_PAGE TEXT_
+++

On Aug 29, 4:14 pm, Nestor <n35...@yahoo.com> wrote:
> I'm still curious to know if there're anyone who is able to advise on
> building a realtime BI system which is capable of storing historical
> information, and which dimensions are large SCD Type IIs.
>
> For all I know SQLServer 2005 Analysis Service's proactive caching is good
> for direct connection with the relational database, and it does a good job
> in balancing performance with near real time data. However, due to the
> inherited nature of this, we miss out a very important layer which makes
> it very hard to hold historical data, and even harder to make what appears
> to be SCD TYPE 1 (even though it's really not type 1) into a Type II.
>
> I'm wondering if there's any solution better than splitting the project
> into 2 sub projects with 1 as real time and the other as historical. I'm
> trying to maintain the 'one version of truth' perspective in this project.
>
> Cheers.
>
>
>
>
>
> On Thu, 23 Aug 2007 15:09:03 -0700, Nestor <n35...@yahoo.com> wrote:
> > Hi Jeje,

>
> > Thanks for the recommendation, I've been ponder about this and thought
> > that's the best approach as well. It's great to hear from someone who
> > agrees with the design. At the end of the day there should be one tha
> > caters to real time reporting and another for historical analysis
> > reporting. It's a pity that the vision of 'one version of truth' might
> > have to be compromised in this case though.

>
> > Cheers.

>
> > On Wed, 22 Aug 2007 17:58:46 -0700, Jeje <willg...@hotmail.com> wrote:

>
> >> Like marco says,

>
> >> use views in your source database to apply some business rules and
> >> cleansing process.

>
> >> for the choice of MOLAP or ROLAP...

>
> >> historical partitions generally are stored in MOLAP mode, because you
> >> don't update them frequently.
> >> the "Today" partition can be in ROLAP mode and use indexed views.
> >> But I recommend the low latency MOLAP mode. provides good performance
> >> by keeping the cache longer, but you suffer few seconds of latency
> >> between an update and the cube update.
> >> if you want to be more realtime the HOLAP mode provides updated result
> >> all the time.

+++

_LISTING_
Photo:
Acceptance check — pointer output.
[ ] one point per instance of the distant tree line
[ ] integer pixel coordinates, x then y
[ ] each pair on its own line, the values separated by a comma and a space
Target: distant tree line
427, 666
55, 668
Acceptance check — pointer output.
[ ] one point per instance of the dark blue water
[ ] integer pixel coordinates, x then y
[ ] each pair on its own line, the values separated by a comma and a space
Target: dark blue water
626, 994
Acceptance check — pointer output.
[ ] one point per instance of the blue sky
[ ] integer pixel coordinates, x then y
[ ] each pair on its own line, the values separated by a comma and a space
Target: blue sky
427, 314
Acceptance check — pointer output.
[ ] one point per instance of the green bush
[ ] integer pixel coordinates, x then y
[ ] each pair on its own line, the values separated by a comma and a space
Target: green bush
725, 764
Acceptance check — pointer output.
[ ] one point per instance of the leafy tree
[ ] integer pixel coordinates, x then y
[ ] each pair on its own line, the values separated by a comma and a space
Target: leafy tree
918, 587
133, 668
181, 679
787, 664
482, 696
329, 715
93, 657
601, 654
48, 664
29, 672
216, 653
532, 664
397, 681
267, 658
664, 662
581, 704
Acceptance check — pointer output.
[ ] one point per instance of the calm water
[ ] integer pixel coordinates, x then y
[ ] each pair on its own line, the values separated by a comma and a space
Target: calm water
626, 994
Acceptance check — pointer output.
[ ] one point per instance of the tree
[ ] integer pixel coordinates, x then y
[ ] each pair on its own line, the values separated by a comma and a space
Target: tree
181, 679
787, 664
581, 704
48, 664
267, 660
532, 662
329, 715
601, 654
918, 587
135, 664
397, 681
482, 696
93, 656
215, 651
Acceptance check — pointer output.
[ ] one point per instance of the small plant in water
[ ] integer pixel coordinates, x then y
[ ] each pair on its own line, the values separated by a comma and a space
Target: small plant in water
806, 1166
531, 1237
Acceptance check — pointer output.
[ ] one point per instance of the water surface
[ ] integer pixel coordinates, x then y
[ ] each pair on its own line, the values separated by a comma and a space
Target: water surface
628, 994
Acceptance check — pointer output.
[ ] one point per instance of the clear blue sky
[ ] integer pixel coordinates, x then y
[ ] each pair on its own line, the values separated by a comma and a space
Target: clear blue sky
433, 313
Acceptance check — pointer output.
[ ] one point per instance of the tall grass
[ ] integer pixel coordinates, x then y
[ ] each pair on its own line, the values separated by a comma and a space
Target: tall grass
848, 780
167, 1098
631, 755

+++

_COMPLETE THE FOLLOWING_
**A)** List every OLAP storage mode acronym that the forum thread on real-time BI names.
**B)** According to the forum thread on real-time BI, in which storage mode are historical partitions generally stored?

_WORKED SOLUTIONS_
**A)** MOLAP, ROLAP, HOLAP

**B)** MOLAP mode, because they are not updated frequently.